L(pdata, -1:3, ~Id, ~Time)                   # Sequence of fully identified panel-lags (L is operator for flag) 
pdata %>% fgroup_by(Id) %>% flag(-1:3, Time) # Same thing..

# collapse supports pseries and pdata.frame's, provided by the plm package
pdata <- plm::pdata.frame(pdata, index = c("Id", "Time"))         
L(pdata, -1:3)          # Same as above, ...
psacf(pdata)            # Multivariate panel-ACF
psmat(pdata) %>% plot   # 3D-array of time series from panel data + plotting

HDW(pdata)              # This projects out id and time fixed effects.. (HDW is operator for fHDwithin)
W(pdata, effect = "Id") # Only Id effects.. (W is operator for fwithin)

## List Processing ----------------------------------------------------------------------------------------------

# Some nested list of heterogenous data objects..
l <- list(a = qM(mtcars[1:8]),                                   # Matrix
          b = list(c = mtcars[4:11],                             # data.frame
                   d = list(e = mtcars[2:10], 
                            f = fsd(mtcars))))                   # Vector

ldepth(l)                       # List has 4 levels of nesting (considering that mtcars is a data.frame)

Required actions:
A) From the R code excerpt above, repeat the part that opens with the words containing "# Some nested" and closes with "is a data.frame)".
B) Answer these questions using the comments in the R code excerpt above:
(i) Which function is HDW the operator for?
(ii) Which package provides the pseries and pdata.frame objects that collapse supports?
(iii) How many levels of nesting does the list l have, according to the comment on ldepth?

Collected material:
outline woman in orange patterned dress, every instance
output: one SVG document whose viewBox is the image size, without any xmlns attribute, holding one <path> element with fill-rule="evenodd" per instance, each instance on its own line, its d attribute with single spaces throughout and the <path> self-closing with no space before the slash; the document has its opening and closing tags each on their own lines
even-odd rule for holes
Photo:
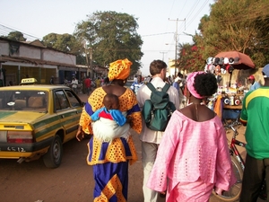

Results by task:
A)
# Some nested list of heterogenous data objects..
l <- list(a = qM(mtcars[1:8]),                                   # Matrix
          b = list(c = mtcars[4:11],                             # data.frame
                   d = list(e = mtcars[2:10], 
                            f = fsd(mtcars))))                   # Vector

ldepth(l)                       # List has 4 levels of nesting (considering that mtcars is a data.frame)

B)
(i) fHDwithin
(ii) The plm package
(iii) 4 levels